Kutipan untuk dibaca —
━━━━

Terorisme artinya menebarkan teror dan ketakutan di tengah masyarakat, dalam hal ini masyarakat kita yang mayoritas muslim, jelas hal ini tercela dan terlarang dalam Islam. Karena syariat Islam itu datang untuk memberikan maslahah (kemanfaatan) dan mencegah mafsadah (kerusakan). Selain itu, di antara tujuan-tujuan dari syariat dalam Islam adalah menjaga agama, jiwa, akal, nasab, harta, dan kehormatan. Sedangkan terorisme jelas-jelas menimbulkan banyak kerusakan, hilangnya rasa aman, serta hilang harta, dan nyawa kaum muslimin.
Allah ta’ala berfirman:
إِنَّمَا جَزَاءُ الَّذِينَ يُحَارِبُونَ اللَّهَ وَرَسُولَهُ وَيَسْعَوْنَ فِي الْأَرْضِ فَسَادًا أَنْ يُقَتَّلُوا أَوْ يُصَلَّبُوا أَوْ تُقَطَّعَ أَيْدِيهِمْ وَأَرْجُلُهُمْ مِنْ خِلَافٍ أَوْ يُنْفَوْا مِنَ الْأَرْضِ ۚ ذَٰلِكَ لَهُمْ خِزْيٌ فِي الدُّنْيَا ۖ وَلَهُمْ فِي الْآخِرَةِ عَذَابٌ عَظِيمٌ
“Sesungguhnya pembalasan terhadap orang-orang yang memerangi Allah dan Rasul-Nya dan membuat kerusakan di muka bumi, hanyalah mereka dibunuh atau disalib, atau dipotong tangan dan kaki mereka dengan bertimbal balik, atau dibuang dari negeri (tempat kediamannya). Yang demikian itu (sebagai) suatu penghinaan untuk mereka di dunia, dan di akhirat mereka beroleh siksaan yang besar.” (QS. al-Maidah: 33)
Ayat ini berbicara tentang terorisme. Dalam Tafsir Jalalain dijelaskan tentang ayat ini: “Huruf أَوْ (atau) di sini berfungsi untuk menunjukkan urutan. (Teroris) yang hanya membunuh, hukumannya adalah dibunuh. (Teroris) yang membunuh dan merampas harta hukumannya dibunuh lalu disalib. (Teroris) yang hanya merampas harta dan tidak membunuh, hukumannya potong tangan. Dan (teroris) yang hanya membuat teror (tidak membunuh dan merampas harta) hukumannya diasingkan dari negerinya.”

━━━━

Tugas A — Bagaimana bunyi bagian kutipan tentang terorisme yang dimulai dengan kata-kata "Terorisme artinya menebarkan" dan diakhiri dengan "nyawa kaum muslimin." jika "kerusakan" diganti dengan "kehancuran"?

━━━━

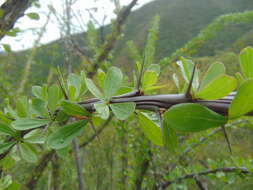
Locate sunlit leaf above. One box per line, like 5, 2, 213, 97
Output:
201, 63, 226, 88
32, 98, 49, 118
85, 78, 103, 99
16, 96, 28, 117
23, 129, 45, 144
110, 102, 135, 120
229, 79, 253, 118
94, 103, 110, 119
0, 122, 15, 136
164, 103, 227, 132
104, 67, 123, 100
48, 120, 87, 149
162, 119, 178, 152
19, 143, 38, 163
0, 142, 15, 154
240, 47, 253, 78
26, 13, 40, 20
12, 118, 50, 131
142, 71, 158, 90
48, 85, 63, 113
196, 75, 237, 100
138, 113, 163, 146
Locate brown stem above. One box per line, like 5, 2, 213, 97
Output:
0, 0, 32, 40
52, 154, 61, 190
73, 139, 86, 190
25, 151, 55, 190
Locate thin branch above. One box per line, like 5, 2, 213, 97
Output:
160, 167, 253, 189
185, 64, 196, 98
221, 126, 232, 154
194, 176, 208, 190
0, 0, 32, 40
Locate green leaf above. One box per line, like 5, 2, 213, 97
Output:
4, 182, 21, 190
19, 143, 38, 163
162, 119, 178, 153
229, 79, 253, 119
48, 85, 63, 113
201, 63, 226, 88
16, 96, 28, 117
240, 47, 253, 78
23, 129, 45, 144
32, 98, 49, 118
196, 75, 237, 100
138, 112, 163, 146
97, 69, 106, 87
147, 64, 161, 76
104, 67, 123, 100
12, 118, 50, 131
48, 120, 87, 149
110, 102, 135, 120
94, 103, 110, 119
67, 73, 81, 100
26, 13, 40, 20
164, 103, 227, 132
0, 142, 15, 154
142, 71, 158, 90
177, 57, 194, 83
61, 100, 90, 116
2, 44, 12, 53
32, 86, 43, 99
0, 122, 15, 136
85, 78, 103, 99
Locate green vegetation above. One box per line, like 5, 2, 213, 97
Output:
0, 0, 253, 190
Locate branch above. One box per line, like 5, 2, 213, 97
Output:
160, 167, 253, 189
79, 115, 112, 148
170, 120, 248, 172
25, 150, 55, 190
73, 139, 86, 190
0, 0, 32, 40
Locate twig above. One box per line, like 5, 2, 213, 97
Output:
0, 0, 32, 40
185, 64, 196, 98
221, 125, 232, 154
159, 167, 250, 189
73, 139, 86, 190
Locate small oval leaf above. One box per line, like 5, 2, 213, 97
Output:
196, 75, 237, 100
228, 79, 253, 119
110, 102, 135, 120
138, 113, 163, 146
104, 67, 123, 100
240, 47, 253, 78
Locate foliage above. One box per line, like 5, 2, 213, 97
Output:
0, 0, 253, 190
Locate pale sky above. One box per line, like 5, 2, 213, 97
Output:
0, 0, 153, 50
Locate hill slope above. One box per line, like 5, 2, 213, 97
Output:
0, 0, 253, 91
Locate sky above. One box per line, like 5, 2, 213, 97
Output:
0, 0, 152, 51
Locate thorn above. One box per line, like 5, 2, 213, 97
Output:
185, 64, 196, 97
221, 125, 232, 154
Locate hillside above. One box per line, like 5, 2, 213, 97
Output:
0, 0, 253, 93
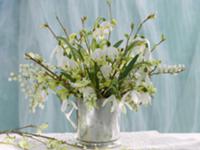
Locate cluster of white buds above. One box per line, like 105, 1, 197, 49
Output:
156, 64, 185, 74
8, 64, 49, 112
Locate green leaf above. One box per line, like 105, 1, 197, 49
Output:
86, 61, 99, 89
57, 36, 81, 60
113, 40, 123, 48
91, 39, 98, 50
61, 70, 75, 82
119, 54, 139, 80
131, 22, 134, 30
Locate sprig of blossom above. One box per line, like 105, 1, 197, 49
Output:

━━━━

Tugas B — Bagaimana baris-baris entri di atas, mulai dari baris yang memuat "Locate pale sky" hingga baris yang memuat "0, 0, 152, 51" (kedua baris itu ikut), jika disusun sebagai daftar JSON berisi string, satu string untuk setiap baris, tanpa baris kosong?

Keluaran yang diharapkan A —
Terorisme artinya menebarkan teror dan ketakutan di tengah masyarakat, dalam hal ini masyarakat kita yang mayoritas muslim, jelas hal ini tercela dan terlarang dalam Islam. Karena syariat Islam itu datang untuk memberikan maslahah (kemanfaatan) dan mencegah mafsadah (kehancuran). Selain itu, di antara tujuan-tujuan dari syariat dalam Islam adalah menjaga agama, jiwa, akal, nasab, harta, dan kehormatan. Sedangkan terorisme jelas-jelas menimbulkan banyak kehancuran, hilangnya rasa aman, serta hilang harta, dan nyawa kaum muslimin.

Keluaran yang diharapkan B —
[
  "Locate pale sky above. One box per line, like 5, 2, 213, 97",
  "Output:",
  "0, 0, 153, 50",
  "Locate hill slope above. One box per line, like 5, 2, 213, 97",
  "Output:",
  "0, 0, 253, 91",
  "Locate sky above. One box per line, like 5, 2, 213, 97",
  "Output:",
  "0, 0, 152, 51"
]